• [SOURCE DOCUMENT]
══════════════════════════════
After briefly organizing workers in Louisiana, Ameringer moved to Oklahoma to work for the Socialist Party. In Oklahoma, he was identified with the state party's social democratic "Yellow" faction, which supported replicating the centralized organizational model established by Victor L. Berger in Milwaukee, which was opposed by the more left-wing "Red" faction, which advocated greater decentralization. In spring of 1907, Ameringer started his first camp meeting tour of Oklahoma moving from town to town and relying on the hospitality of local farmers sympathetic to his cause. Although known for rousing speeches filled with humor and wit, Ameringer believed "something more than schoolhouse meeting, encampments and soap-box preaching was needed if the world was to be saved".

In 1909, Ameringer along with other Socialists formed the Industrial Democrat, but the paper's initial assignment covering a debate on a proposed amendment to weaken state power over corporations caused a fracture between Ameringer and the paper. He was fired from the editor position, only to move to the Socialist party's new paper, the Oklahoma Pioneer.

In 1911, Ameringer made a major push into politics running for mayor of Oklahoma City. He gathered twenty-three percent of the vote and "came within a few hundred votes of being elected". Of course, the noted humorist described his loss as "a narrow escape both for Oklahoma socialism and [himself]". In 1912, the Oklahoma Socialist Party voted to abolish the Oklahoma Pioneer as its official newspaper and a year later recalled Ameringer from his seat on the National Executive Committee as a result of a factional struggle within the party.
══════════════════════════════
• [DATASET CONTENT]
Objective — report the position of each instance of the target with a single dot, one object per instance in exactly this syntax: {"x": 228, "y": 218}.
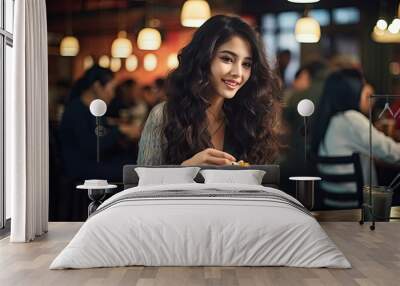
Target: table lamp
{"x": 305, "y": 185}
{"x": 305, "y": 108}
{"x": 98, "y": 108}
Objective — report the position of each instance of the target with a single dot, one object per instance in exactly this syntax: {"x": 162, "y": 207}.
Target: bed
{"x": 201, "y": 224}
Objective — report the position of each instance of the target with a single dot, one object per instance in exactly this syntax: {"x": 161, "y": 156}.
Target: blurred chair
{"x": 355, "y": 177}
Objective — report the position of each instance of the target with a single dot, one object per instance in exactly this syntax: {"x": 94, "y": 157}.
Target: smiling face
══════════════════════════════
• [WHAT TO WORK ON]
A – Answer these from the passage on Ameringer's Oklahoma years:
(i) Which faction of the Oklahoma Socialist Party was Ameringer identified with?
(ii) What share of the vote did he receive when running for mayor of Oklahoma City in 1911?
(iii) To which paper did he move after being fired as editor of the Industrial Democrat?
B – Extend the passage on Ameringer's Oklahoma years, picking up after its final sentence.

• [EXPECTED RESPONSES]
A –
(i) The social democratic "Yellow" faction.
(ii) Twenty-three percent.
(iii) The Oklahoma Pioneer.

B –
===Wisconsin===

By 1913, Ameringer had already moved to Milwaukee to serve as county organizer for the Socialist Party of Milwaukee County and work as a columnist and editor on their newspaper, the Milwaukee Leader. After another unsuccessful foray into politics in Wisconsin, in which his campaign was derailed by his arrest and indictment for obstruction of recruiting by the United States army, Ameringer decided to move again. He claims in his autobiography that "the idea behind the sensational arrests was to destroy [him and other Socialists] politically".

===Oklahoma===
After his Wisconsin years, Ameringer moved back down to Oklahoma to fight against a Ku Klux Klan candidate for governor and then to Illinois in 1920 where he edited the Illinois Miner, a publication aimed against UMWA president John L. Lewis. In 1931, Ameringer again returned to Oklahoma and founded what would be his last newspaper, The American Guardian.

The American Guardian continued in existence for a decade, finally being terminated early in 1941. The paper's subscriber list was assumed by the national liberal news weekly, The Nation, with the folksy populist Ameringer bringing his regular column to that publication's pages.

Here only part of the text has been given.